§ Doel opdracht
Kun je de regels overtypen, beginnend bij de regel met "negative clicks: (375, 225)" en eindigend bij de regel met "positive clicks: (598, 313) (574, 255)", beide inbegrepen? Laat de afbeeldingen weg uit je antwoord.

§ Materiaal bij opdracht
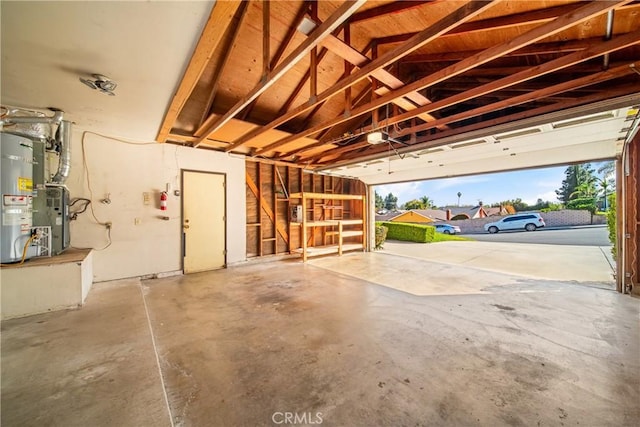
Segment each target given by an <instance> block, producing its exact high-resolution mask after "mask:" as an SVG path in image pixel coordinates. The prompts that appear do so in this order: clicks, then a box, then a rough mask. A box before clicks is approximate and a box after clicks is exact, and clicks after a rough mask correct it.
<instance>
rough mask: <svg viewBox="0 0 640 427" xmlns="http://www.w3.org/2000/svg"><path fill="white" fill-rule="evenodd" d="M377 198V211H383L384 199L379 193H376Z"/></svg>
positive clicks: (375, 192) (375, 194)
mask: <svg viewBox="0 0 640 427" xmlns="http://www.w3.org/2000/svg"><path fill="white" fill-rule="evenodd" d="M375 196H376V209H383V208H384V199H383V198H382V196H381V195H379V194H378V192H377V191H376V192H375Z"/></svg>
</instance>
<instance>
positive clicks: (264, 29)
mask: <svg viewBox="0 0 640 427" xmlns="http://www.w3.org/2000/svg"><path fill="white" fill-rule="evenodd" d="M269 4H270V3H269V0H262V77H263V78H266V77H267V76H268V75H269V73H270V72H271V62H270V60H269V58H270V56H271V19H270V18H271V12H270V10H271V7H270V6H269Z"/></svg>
* * *
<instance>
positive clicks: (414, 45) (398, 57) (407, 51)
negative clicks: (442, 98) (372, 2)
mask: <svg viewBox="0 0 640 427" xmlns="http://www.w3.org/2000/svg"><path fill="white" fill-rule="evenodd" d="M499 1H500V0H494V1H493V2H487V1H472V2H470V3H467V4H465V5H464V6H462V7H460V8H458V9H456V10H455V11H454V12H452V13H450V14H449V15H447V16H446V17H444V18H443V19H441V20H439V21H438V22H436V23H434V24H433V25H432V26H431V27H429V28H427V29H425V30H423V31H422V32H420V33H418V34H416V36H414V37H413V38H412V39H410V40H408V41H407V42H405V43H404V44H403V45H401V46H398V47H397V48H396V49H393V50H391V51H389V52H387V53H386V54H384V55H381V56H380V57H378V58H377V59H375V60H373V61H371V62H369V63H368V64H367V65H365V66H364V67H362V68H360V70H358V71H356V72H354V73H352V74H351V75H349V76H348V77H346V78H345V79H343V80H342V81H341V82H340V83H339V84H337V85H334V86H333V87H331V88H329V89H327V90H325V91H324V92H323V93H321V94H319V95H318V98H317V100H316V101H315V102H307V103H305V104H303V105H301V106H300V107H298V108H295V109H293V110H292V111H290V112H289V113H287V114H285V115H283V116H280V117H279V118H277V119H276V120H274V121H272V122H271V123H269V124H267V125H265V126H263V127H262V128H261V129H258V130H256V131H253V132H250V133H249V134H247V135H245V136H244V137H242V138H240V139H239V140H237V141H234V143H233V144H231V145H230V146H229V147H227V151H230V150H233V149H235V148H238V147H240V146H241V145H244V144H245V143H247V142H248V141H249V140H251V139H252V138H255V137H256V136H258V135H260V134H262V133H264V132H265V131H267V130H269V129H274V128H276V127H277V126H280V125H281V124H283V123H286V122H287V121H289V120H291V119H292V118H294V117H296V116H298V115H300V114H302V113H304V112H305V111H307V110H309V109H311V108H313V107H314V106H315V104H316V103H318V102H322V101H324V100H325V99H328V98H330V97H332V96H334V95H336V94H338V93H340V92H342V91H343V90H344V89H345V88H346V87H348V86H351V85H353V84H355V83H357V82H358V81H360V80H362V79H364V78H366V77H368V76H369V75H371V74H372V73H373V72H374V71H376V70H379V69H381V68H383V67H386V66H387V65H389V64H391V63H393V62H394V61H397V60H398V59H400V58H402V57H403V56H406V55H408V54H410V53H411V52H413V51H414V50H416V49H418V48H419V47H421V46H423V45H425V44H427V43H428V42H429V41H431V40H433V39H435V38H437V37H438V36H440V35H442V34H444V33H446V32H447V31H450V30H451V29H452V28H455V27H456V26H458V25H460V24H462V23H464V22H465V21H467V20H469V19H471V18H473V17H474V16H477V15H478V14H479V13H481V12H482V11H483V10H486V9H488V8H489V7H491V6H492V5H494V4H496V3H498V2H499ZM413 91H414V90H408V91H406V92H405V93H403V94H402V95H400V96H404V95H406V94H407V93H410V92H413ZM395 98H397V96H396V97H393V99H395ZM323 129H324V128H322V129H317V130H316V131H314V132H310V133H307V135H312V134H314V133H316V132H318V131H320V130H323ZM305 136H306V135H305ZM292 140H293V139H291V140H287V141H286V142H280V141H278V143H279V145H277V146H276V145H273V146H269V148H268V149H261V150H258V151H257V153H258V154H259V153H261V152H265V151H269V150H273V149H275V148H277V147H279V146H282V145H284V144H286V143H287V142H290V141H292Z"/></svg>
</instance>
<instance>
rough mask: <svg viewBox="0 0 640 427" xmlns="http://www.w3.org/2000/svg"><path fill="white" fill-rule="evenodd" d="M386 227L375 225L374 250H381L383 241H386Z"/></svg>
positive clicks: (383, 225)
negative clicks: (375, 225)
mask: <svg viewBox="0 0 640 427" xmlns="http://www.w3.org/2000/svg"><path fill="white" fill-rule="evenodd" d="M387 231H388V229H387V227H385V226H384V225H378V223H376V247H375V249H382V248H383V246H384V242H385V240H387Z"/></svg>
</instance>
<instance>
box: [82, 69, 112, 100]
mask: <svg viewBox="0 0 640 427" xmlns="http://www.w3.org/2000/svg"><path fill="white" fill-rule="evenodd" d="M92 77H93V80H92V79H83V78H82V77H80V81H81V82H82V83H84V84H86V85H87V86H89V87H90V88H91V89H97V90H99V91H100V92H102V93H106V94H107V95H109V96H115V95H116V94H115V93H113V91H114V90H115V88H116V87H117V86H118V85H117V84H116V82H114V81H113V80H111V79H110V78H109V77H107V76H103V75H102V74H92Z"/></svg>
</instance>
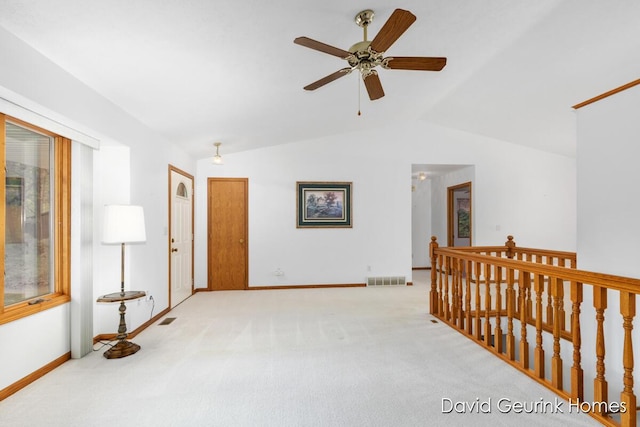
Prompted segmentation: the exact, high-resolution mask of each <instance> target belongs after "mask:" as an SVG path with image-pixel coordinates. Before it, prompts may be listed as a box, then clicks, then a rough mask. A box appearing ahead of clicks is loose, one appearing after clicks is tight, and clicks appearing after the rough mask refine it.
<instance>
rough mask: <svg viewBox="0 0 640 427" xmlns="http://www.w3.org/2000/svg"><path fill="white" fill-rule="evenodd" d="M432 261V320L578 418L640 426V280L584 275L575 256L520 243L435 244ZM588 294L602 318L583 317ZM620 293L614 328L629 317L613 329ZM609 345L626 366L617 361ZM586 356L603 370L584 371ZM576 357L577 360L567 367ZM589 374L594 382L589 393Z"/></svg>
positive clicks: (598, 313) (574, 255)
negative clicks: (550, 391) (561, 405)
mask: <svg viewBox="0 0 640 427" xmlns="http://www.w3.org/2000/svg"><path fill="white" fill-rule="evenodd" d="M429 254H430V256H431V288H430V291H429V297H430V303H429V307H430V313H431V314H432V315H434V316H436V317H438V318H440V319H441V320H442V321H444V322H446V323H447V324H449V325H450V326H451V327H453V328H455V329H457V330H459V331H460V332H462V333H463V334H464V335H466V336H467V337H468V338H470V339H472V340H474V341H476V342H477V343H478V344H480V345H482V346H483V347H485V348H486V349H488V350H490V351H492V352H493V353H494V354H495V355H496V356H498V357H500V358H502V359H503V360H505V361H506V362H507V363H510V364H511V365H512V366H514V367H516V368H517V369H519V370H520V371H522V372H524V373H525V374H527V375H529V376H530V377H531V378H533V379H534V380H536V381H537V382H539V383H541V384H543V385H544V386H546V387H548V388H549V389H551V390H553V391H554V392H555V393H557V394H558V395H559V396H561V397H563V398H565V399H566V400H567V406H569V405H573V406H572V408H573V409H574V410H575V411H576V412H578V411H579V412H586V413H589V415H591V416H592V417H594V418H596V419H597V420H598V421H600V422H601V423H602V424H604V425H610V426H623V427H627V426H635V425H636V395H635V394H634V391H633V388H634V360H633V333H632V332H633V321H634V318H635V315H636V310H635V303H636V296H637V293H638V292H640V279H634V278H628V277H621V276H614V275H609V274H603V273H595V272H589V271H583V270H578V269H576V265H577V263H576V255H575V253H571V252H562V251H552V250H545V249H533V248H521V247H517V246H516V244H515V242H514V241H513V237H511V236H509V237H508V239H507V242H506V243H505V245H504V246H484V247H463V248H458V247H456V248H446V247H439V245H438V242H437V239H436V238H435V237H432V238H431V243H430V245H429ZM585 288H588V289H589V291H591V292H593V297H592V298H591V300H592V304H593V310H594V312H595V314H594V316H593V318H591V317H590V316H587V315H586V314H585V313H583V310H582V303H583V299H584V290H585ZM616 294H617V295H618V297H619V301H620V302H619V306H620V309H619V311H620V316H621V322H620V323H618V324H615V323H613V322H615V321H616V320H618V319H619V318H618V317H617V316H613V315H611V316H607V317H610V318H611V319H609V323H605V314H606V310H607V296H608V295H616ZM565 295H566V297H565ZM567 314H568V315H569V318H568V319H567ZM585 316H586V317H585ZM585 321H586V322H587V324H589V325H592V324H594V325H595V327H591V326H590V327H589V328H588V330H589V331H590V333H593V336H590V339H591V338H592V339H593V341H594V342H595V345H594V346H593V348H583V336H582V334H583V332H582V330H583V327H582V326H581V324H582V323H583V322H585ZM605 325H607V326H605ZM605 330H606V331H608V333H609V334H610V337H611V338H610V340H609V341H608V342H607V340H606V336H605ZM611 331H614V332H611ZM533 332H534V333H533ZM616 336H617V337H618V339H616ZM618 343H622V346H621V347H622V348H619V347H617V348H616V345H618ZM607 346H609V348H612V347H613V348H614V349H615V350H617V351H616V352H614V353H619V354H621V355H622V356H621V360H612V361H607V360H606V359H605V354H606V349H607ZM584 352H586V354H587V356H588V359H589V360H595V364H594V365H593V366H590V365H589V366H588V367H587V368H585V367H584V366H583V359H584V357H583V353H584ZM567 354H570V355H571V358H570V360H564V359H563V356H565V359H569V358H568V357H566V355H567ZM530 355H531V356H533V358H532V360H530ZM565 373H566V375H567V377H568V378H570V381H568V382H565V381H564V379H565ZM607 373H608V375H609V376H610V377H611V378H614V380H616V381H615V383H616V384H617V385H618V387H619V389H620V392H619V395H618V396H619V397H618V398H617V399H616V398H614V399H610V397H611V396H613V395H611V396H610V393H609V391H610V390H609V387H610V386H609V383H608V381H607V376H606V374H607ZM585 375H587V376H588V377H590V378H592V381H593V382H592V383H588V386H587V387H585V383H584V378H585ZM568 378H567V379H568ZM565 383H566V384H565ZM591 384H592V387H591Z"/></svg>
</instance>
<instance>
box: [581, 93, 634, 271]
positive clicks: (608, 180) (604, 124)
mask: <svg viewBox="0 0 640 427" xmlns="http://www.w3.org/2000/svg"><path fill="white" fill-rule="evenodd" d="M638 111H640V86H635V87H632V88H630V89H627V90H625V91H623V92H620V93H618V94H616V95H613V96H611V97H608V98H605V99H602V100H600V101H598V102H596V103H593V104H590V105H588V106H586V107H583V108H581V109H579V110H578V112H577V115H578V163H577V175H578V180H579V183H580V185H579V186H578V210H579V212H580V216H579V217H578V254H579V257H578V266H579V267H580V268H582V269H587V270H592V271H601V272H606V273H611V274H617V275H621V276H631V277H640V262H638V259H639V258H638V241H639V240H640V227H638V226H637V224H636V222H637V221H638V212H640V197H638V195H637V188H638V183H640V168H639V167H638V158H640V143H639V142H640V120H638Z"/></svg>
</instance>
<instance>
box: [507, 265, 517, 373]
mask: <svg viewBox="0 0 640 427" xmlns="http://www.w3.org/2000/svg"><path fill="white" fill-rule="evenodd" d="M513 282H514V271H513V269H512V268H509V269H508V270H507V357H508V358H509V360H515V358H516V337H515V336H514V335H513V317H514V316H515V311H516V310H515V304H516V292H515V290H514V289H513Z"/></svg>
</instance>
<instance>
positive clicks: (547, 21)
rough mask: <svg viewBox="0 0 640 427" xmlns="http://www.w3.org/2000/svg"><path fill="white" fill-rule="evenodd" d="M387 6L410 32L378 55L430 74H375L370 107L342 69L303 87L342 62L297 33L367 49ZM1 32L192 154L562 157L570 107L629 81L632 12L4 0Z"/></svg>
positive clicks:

§ Jouw oplossing
negative clicks: (375, 225)
mask: <svg viewBox="0 0 640 427" xmlns="http://www.w3.org/2000/svg"><path fill="white" fill-rule="evenodd" d="M387 231H388V229H387V227H385V226H384V225H378V223H376V247H375V249H382V248H383V246H384V242H385V240H387Z"/></svg>
</instance>
<instance>
box: [82, 69, 112, 100]
mask: <svg viewBox="0 0 640 427" xmlns="http://www.w3.org/2000/svg"><path fill="white" fill-rule="evenodd" d="M92 77H93V80H92V79H83V78H82V77H80V81H81V82H82V83H84V84H86V85H87V86H89V87H90V88H91V89H97V90H99V91H100V92H102V93H106V94H107V95H109V96H115V95H116V94H115V93H113V91H114V90H115V88H116V87H117V86H118V85H117V84H116V82H114V81H113V80H111V79H110V78H109V77H107V76H103V75H102V74H92Z"/></svg>
</instance>
Prompted segmentation: the exact, high-resolution mask of each <instance> target belongs after "mask:" as an SVG path with image-pixel coordinates. Before it, prompts may be listed as a box, then clicks, then a rough mask. A box appearing ahead of clicks is loose, one appearing after clicks is tight, and clicks appearing after the rough mask refine it.
<instance>
rough mask: <svg viewBox="0 0 640 427" xmlns="http://www.w3.org/2000/svg"><path fill="white" fill-rule="evenodd" d="M432 261V320L578 418L640 426V280L584 275L575 256L520 243L435 244ZM588 294L602 318L583 317ZM620 293L614 328L629 317L613 329ZM609 345L626 366L617 361ZM586 356L603 370L584 371ZM576 357L577 360L567 367ZM589 374L594 382L589 393Z"/></svg>
positive clicks: (598, 313) (574, 255)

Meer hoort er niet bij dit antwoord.